■ THE EXERCISE ■
Please copy every one of the records below word for word, keeping each line unchanged and in its original order.

■ EXTRACTED DATA ■
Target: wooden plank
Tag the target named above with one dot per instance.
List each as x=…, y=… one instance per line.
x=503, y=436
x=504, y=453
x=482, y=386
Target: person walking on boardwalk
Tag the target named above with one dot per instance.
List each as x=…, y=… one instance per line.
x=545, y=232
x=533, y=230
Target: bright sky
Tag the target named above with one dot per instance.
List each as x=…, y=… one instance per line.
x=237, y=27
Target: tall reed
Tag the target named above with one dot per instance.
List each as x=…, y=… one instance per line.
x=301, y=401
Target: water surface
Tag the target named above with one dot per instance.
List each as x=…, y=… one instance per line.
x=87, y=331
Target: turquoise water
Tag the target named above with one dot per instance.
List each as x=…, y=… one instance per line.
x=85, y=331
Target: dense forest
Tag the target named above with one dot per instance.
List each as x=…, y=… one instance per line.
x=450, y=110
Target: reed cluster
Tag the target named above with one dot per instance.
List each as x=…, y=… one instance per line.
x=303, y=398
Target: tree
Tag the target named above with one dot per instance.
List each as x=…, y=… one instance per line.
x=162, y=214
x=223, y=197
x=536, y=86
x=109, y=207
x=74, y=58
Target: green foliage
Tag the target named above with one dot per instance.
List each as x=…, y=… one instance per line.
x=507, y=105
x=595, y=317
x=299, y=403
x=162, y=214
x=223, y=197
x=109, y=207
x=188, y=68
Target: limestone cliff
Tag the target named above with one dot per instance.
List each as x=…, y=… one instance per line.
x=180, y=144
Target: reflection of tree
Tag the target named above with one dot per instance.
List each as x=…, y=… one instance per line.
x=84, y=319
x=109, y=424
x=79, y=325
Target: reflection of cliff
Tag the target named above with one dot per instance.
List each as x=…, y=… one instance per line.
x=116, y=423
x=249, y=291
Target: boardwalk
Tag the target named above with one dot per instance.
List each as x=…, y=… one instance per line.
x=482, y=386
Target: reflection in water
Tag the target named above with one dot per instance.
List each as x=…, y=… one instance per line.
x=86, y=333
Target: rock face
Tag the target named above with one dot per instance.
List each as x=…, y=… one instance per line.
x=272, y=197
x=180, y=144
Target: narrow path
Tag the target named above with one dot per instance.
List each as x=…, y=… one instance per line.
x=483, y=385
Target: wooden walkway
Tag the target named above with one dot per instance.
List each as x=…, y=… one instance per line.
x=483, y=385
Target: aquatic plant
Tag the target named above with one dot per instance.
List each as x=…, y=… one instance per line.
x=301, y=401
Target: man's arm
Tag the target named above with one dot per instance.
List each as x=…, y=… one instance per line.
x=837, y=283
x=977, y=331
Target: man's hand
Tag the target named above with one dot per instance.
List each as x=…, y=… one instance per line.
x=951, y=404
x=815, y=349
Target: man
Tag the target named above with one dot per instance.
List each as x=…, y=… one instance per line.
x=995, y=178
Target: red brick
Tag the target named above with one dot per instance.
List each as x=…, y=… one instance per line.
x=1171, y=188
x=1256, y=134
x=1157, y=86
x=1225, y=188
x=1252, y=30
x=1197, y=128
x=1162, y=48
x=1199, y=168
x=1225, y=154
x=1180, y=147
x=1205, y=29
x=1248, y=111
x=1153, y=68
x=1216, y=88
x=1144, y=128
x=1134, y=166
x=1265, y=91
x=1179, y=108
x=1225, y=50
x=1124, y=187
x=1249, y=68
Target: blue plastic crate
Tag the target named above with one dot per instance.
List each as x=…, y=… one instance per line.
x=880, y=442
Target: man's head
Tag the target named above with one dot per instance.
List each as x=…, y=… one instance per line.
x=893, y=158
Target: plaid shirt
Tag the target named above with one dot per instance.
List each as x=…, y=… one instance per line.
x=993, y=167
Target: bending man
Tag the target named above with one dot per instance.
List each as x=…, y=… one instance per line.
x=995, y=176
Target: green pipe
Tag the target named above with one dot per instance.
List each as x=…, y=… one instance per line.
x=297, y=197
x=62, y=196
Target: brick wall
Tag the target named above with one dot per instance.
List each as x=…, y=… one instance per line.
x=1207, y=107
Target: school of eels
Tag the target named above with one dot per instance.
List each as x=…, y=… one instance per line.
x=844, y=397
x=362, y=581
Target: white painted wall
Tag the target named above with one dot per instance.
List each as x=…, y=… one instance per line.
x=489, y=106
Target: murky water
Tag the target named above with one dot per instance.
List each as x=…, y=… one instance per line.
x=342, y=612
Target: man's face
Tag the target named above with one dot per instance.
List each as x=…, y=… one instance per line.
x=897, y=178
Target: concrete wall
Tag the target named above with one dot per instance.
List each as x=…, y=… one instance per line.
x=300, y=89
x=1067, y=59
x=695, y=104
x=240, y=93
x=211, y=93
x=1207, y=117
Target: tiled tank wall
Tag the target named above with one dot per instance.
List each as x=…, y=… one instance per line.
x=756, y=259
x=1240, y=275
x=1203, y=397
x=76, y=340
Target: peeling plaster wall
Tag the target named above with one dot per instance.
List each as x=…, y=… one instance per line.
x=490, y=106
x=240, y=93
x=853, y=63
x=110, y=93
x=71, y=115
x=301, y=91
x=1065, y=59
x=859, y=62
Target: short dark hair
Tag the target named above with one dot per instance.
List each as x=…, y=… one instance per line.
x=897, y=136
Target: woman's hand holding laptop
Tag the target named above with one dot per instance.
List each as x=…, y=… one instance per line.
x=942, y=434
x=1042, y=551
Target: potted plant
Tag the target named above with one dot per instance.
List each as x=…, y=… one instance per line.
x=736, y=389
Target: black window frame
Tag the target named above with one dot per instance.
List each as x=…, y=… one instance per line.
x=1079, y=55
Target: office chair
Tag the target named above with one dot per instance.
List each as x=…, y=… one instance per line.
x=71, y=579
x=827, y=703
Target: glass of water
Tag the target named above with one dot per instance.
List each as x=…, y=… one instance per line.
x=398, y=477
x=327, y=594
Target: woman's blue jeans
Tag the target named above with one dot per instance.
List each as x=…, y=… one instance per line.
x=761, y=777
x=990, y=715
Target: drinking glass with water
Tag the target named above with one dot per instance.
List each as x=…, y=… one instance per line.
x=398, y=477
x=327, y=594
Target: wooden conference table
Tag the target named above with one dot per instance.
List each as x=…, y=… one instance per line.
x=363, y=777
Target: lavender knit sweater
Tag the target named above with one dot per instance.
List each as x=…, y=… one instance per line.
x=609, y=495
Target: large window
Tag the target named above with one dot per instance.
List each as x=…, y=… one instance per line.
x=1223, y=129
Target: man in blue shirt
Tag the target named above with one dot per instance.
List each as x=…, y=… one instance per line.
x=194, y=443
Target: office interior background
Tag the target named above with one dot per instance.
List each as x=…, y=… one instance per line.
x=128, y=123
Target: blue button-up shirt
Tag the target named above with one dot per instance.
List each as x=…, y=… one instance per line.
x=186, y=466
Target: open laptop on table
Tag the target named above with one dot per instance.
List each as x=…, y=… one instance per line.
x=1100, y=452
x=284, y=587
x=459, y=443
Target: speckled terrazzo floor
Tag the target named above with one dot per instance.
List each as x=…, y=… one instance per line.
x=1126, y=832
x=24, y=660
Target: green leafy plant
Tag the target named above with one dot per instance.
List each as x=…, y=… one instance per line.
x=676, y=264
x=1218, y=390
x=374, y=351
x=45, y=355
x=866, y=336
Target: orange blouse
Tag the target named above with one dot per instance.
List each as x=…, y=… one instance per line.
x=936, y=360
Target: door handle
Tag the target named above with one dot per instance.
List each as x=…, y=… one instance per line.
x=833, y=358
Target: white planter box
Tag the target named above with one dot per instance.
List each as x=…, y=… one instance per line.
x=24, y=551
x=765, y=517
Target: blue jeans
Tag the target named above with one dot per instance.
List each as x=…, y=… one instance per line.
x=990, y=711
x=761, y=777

■ THE RESPONSE ■
Target: wooden plank
Tag the target named above with one dot per instance.
List each as x=…, y=… one instance per line.
x=503, y=436
x=504, y=453
x=482, y=386
Target: person walking on boardwalk
Tag the target named above with one dot per instance.
List each as x=…, y=… one instance per line.
x=545, y=232
x=533, y=230
Target: bright sky
Tag the target named above with one dot per instance.
List each as x=…, y=… one instance per line.
x=237, y=27
Target: tall reed
Tag the target named above with one dot per instance.
List each as x=…, y=… one instance per line.
x=301, y=401
Target: water surface
Tag the target named above with one dot per instance.
List each as x=…, y=… one instance per line.
x=87, y=331
Target: turquoise water
Tag the target named above with one dot per instance.
List each as x=…, y=… one instance per line.
x=85, y=331
Target: dense forest
Tag the target named above with one dot per instance.
List each as x=…, y=… one instance per line.
x=450, y=110
Target: reed cluster
Tag the target named above with one dot per instance.
List each as x=…, y=… one instance per line.
x=303, y=398
Target: tree
Tag the target named above with one dot per instance.
List each as x=…, y=… one instance per line.
x=162, y=214
x=223, y=197
x=536, y=86
x=109, y=207
x=74, y=58
Target: green foliage
Tag the target named above with one dot per instance.
List each as x=…, y=… one instance per line.
x=507, y=105
x=595, y=317
x=299, y=403
x=162, y=214
x=223, y=197
x=109, y=207
x=188, y=68
Target: limestone cliff
Tag the target named above with one dot per instance.
List each as x=…, y=… one instance per line.
x=180, y=144
Target: reflection of tree
Tag the target named above with one dot per instance.
List each as x=…, y=… one instance per line.
x=84, y=319
x=109, y=424
x=79, y=325
Target: reflection of cliff
Tag the target named above with one dot per instance.
List each as x=…, y=… one instance per line.
x=116, y=423
x=249, y=291
Target: boardwalk
Tag the target named above with one dot per instance.
List each as x=…, y=… one instance per line.
x=482, y=386
Target: reflection in water
Tag the target named above with one dot per instance.
List each as x=…, y=… one instance per line.
x=86, y=333
Target: rock face
Tag the target named above with one dot per instance.
List each as x=…, y=… one instance per line.
x=272, y=197
x=180, y=144
Target: narrow path
Tag the target named above with one dot per instance.
List each as x=…, y=… one instance per line.
x=483, y=385
Target: wooden walkway
Tag the target named above with one dot per instance.
List each as x=…, y=… one instance per line.
x=483, y=385
Target: aquatic plant
Tag the target named above with one dot per instance.
List each as x=…, y=… one instance per line.
x=301, y=401
Target: man's arm
Tag the target named above with one dot per instance.
List each as x=…, y=… one instance per line.
x=837, y=283
x=977, y=331
Target: man's hand
Tag the target named above with one dot per instance.
List each as x=…, y=… one instance per line.
x=951, y=404
x=815, y=349
Target: man
Tag the target named above with one dot per instance.
List each as x=…, y=… one instance per line.
x=995, y=178
Target: red brick
Tag the target named above with one dot per instance.
List each as x=…, y=… one instance per line.
x=1171, y=188
x=1256, y=134
x=1157, y=86
x=1225, y=188
x=1252, y=30
x=1197, y=128
x=1162, y=48
x=1199, y=168
x=1225, y=154
x=1180, y=147
x=1205, y=29
x=1248, y=111
x=1153, y=68
x=1216, y=88
x=1144, y=128
x=1134, y=166
x=1265, y=91
x=1179, y=108
x=1225, y=50
x=1124, y=187
x=1249, y=68
Target: blue plastic crate
Tag the target named above with one dot per instance.
List each as x=…, y=… one instance per line.
x=880, y=442
Target: man's head
Tag the target named above with one dot per instance.
List each as x=…, y=… one instance per line.
x=893, y=158
Target: plaid shirt
Tag the target named above with one dot per instance.
List each as x=…, y=… one instance per line.
x=993, y=167
Target: bending man
Tag the target named above with one dot per instance.
List each as x=…, y=… one instance per line.
x=995, y=176
Target: green pipe
Tag the target named above with one dot per instance.
List each as x=…, y=… one instance per line.
x=297, y=197
x=62, y=196
Target: brick wall
Tag the target named above with one dot per instance.
List each as x=…, y=… one instance per line.
x=1207, y=107
Target: school of eels
Tag the target named above with one dot per instance.
List each as x=…, y=… one instance per line.
x=844, y=397
x=362, y=581
Target: white painted wall
Tag the target named above with one dot per instance.
List each as x=…, y=… one instance per line.
x=489, y=106
Target: murky water
Tag the target named above with one dot per instance.
List each as x=…, y=… one instance per line.
x=342, y=612
Target: man's face
Tag the target named above with one dot per instance.
List each as x=…, y=… one instance per line.
x=897, y=178
Target: concrete wall
Tag the target named above with one dot per instance.
List each as x=…, y=… one instance per line.
x=300, y=89
x=1067, y=59
x=695, y=104
x=240, y=93
x=211, y=93
x=1207, y=117
Target: tiled tank wall
Tag the target named above with one dot per instance.
List each as x=…, y=… one instance per line.
x=756, y=259
x=1240, y=275
x=1203, y=397
x=76, y=340
Target: peeling plaster wall
Tag the target named above with one dot per instance.
List each as x=…, y=… one instance per line.
x=490, y=106
x=240, y=93
x=853, y=63
x=110, y=93
x=71, y=115
x=301, y=91
x=1065, y=59
x=859, y=62
Target: short dark hair
Tag the target named above with one dot per instance.
List each as x=…, y=… one instance per line.
x=897, y=136
Target: woman's hand holding laptop
Tag the target named above with one dot per instance.
List each as x=…, y=… one instance per line.
x=942, y=434
x=1042, y=551
Target: potted plant
Tag the target named above with one dot per instance.
List each as x=…, y=… one instance per line.
x=736, y=389
Target: black window frame
Tag the target named above with one dot per instance.
List each as x=…, y=… one instance per line.
x=1079, y=55
Target: office chair
Tag the target named above with one dot per instance.
List each as x=…, y=… one instance per line.
x=71, y=579
x=827, y=703
Target: glass of water
Tag the target named above with one dot per instance.
List each as x=…, y=… one instance per line.
x=398, y=477
x=327, y=594
Target: woman's blue jeans
Tag the target named above with one dot per instance.
List each as x=…, y=… one instance per line.
x=761, y=777
x=990, y=715
Target: drinking glass with water
Tag the target named above with one dot per instance.
List each as x=…, y=… one instance per line.
x=398, y=477
x=327, y=594
Target: wooden conference table
Tag the target named above with one dot per instance.
List each as x=…, y=… one instance per line.
x=363, y=777
Target: lavender knit sweater
Tag the target named above with one dot per instance.
List each as x=…, y=… one instance per line.
x=609, y=495
Target: large window
Tag the target named above with one dot per instance.
List each as x=…, y=… one instance per line.
x=1223, y=129
Target: man in blue shirt
Tag the target named above with one dot per instance.
List each as x=…, y=… one instance per line.
x=194, y=443
Target: office interior background
Tag the target named above with one dot per instance.
List each as x=…, y=… one instance per line.
x=128, y=123
Target: blue button-up shirt
Tag the target named above with one dot per instance.
List each as x=…, y=… one instance per line.
x=186, y=466
Target: open laptop on table
Tag the target named above with one dot per instance.
List each as x=…, y=… one instance per line.
x=1100, y=452
x=284, y=587
x=459, y=443
Target: speckled terrazzo floor
Tag the target named above with one dot per instance.
List each as x=…, y=… one instance per line.
x=1126, y=832
x=24, y=660
Target: green leafy plant
Tag the target named above with one dot per instance.
List each as x=…, y=… one instance per line.
x=676, y=264
x=1218, y=390
x=374, y=351
x=45, y=355
x=866, y=336
Target: orange blouse
Tag the target named above with one dot per instance.
List each as x=…, y=… one instance per line.
x=936, y=360
Target: door handle
Tag the target named above with one dot per instance.
List each as x=…, y=… one instance per line.
x=833, y=358
Target: white planter box
Tag the target named above with one dot per instance.
List each as x=…, y=… one instance per line.
x=24, y=551
x=765, y=517
Target: blue jeans
Tag the target named above with one dot per instance.
List each as x=…, y=… one instance per line.
x=990, y=711
x=761, y=777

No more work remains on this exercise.